— Begin DATA SHOWN —

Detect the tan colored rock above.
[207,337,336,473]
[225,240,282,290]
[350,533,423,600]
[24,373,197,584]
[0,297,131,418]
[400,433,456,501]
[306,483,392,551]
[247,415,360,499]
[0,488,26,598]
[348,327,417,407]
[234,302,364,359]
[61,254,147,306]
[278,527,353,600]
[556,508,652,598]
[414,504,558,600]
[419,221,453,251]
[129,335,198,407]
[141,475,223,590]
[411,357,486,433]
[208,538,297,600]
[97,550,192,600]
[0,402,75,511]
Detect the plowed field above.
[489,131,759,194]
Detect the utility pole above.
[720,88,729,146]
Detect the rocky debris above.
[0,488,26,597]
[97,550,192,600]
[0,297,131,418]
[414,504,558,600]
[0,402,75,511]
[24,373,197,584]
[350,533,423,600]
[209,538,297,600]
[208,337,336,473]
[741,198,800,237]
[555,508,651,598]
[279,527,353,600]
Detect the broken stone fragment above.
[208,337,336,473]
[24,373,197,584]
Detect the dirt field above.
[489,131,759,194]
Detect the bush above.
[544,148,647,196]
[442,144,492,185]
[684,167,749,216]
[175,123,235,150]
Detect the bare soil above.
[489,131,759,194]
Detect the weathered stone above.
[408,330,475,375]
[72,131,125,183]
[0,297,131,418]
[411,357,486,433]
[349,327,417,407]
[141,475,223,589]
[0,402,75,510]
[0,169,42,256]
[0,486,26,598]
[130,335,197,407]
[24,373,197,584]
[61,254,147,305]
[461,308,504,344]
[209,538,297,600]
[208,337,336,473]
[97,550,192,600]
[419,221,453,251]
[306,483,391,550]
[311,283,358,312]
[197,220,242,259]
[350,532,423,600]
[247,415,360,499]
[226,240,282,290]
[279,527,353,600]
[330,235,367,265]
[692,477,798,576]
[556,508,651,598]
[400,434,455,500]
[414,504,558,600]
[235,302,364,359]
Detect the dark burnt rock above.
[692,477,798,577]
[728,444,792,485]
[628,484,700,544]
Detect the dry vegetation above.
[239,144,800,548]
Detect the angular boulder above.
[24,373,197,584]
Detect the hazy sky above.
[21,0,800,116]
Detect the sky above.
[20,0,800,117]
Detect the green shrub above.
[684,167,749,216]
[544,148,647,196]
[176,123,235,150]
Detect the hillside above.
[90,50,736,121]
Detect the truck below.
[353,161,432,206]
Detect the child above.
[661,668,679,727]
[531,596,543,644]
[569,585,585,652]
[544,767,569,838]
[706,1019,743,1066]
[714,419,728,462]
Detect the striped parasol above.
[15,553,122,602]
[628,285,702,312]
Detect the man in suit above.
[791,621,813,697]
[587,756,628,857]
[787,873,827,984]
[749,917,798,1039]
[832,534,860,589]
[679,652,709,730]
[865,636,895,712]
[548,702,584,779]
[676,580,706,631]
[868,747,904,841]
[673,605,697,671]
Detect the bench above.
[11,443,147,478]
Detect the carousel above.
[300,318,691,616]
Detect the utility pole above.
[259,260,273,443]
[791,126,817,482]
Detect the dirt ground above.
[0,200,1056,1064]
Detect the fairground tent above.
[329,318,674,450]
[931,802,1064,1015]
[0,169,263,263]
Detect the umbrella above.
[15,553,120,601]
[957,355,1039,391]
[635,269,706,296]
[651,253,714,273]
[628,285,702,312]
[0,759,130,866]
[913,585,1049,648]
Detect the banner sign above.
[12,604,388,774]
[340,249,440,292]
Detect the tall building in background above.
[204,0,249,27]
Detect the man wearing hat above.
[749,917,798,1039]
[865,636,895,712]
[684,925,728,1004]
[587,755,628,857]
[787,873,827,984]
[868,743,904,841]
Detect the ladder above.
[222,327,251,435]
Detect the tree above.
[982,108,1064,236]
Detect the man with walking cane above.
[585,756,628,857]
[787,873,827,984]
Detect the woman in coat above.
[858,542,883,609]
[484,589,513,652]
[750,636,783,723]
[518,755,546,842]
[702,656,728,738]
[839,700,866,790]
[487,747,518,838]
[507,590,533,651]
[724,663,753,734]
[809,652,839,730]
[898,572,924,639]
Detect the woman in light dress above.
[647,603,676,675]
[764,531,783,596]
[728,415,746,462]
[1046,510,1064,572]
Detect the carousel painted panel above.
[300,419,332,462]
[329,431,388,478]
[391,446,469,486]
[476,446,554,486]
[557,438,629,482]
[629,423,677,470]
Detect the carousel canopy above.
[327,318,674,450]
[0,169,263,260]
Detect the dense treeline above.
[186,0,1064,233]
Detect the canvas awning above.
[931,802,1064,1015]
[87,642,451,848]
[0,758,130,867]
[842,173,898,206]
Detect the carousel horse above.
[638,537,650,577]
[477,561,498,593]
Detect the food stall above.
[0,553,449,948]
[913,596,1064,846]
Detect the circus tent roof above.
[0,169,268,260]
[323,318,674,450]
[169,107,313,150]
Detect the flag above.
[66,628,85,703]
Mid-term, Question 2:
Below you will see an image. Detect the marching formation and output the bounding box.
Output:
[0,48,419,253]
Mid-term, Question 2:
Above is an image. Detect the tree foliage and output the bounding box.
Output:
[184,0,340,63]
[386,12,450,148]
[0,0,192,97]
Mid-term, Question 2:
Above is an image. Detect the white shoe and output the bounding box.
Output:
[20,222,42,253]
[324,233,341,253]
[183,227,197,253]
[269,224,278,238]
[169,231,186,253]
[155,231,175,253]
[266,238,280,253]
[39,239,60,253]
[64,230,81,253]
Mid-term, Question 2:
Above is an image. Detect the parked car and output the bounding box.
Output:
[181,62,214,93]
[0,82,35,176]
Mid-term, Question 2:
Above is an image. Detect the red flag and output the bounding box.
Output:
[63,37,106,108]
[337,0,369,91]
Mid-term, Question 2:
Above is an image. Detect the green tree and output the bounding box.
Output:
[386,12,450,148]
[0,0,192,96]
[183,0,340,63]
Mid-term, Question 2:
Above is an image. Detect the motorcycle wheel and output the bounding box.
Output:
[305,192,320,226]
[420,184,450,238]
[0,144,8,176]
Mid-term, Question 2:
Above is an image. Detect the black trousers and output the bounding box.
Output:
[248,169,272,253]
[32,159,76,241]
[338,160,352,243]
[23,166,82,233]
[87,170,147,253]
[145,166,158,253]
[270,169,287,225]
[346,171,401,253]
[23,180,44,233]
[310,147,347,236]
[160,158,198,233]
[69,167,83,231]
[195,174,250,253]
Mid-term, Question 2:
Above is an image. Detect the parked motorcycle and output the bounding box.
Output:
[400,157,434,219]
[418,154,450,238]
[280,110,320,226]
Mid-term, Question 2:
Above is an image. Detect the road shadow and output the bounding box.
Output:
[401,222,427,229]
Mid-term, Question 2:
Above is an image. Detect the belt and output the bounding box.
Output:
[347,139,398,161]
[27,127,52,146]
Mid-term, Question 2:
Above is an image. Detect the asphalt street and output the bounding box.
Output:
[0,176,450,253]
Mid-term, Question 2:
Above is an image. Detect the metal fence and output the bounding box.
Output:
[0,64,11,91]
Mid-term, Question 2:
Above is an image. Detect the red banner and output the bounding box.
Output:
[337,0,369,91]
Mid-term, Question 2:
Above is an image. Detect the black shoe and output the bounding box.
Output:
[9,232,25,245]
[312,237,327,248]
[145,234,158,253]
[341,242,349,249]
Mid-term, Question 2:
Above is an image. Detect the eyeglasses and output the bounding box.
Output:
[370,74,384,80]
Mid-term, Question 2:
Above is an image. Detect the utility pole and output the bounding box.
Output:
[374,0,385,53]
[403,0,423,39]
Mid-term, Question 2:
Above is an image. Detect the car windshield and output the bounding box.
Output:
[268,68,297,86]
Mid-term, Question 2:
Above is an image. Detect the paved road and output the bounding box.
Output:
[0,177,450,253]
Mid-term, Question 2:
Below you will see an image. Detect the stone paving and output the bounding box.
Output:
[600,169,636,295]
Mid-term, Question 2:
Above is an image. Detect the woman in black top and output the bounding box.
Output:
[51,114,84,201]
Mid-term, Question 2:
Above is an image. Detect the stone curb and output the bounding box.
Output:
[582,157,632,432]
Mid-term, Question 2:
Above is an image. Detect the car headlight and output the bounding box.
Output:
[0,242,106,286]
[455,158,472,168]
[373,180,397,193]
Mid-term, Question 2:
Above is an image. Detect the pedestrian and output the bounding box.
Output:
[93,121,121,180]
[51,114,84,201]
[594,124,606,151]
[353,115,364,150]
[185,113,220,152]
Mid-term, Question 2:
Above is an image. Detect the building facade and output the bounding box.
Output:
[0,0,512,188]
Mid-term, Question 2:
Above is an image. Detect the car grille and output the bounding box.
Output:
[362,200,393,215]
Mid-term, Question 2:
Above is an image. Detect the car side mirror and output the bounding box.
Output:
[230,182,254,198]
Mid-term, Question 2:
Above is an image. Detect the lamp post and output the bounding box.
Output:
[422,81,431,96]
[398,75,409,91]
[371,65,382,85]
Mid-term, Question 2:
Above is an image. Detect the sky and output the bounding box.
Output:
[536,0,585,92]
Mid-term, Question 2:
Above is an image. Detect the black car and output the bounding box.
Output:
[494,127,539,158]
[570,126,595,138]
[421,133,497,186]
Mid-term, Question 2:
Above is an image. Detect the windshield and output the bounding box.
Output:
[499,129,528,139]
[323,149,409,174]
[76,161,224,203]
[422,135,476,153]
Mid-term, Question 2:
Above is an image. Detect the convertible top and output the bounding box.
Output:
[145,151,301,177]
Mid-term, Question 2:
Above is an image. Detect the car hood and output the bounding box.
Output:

— End DATA SHOWN —

Rewrite the lines of the data above as a Markdown table with the columns Number and Text, running from the line with "Detect the food stall above." to the line with "[66,628,85,703]" (both ends included). Leave out any blank lines.

*WRITTEN RESPONSE*
| Number | Text |
|---|---|
| 1 | Detect the food stall above. |
| 2 | [0,553,449,948] |
| 3 | [913,596,1064,846] |
| 4 | Detect the circus tent roof above. |
| 5 | [0,169,268,260] |
| 6 | [323,318,674,450] |
| 7 | [169,107,313,150] |
| 8 | Detect the flag above. |
| 9 | [66,628,85,703] |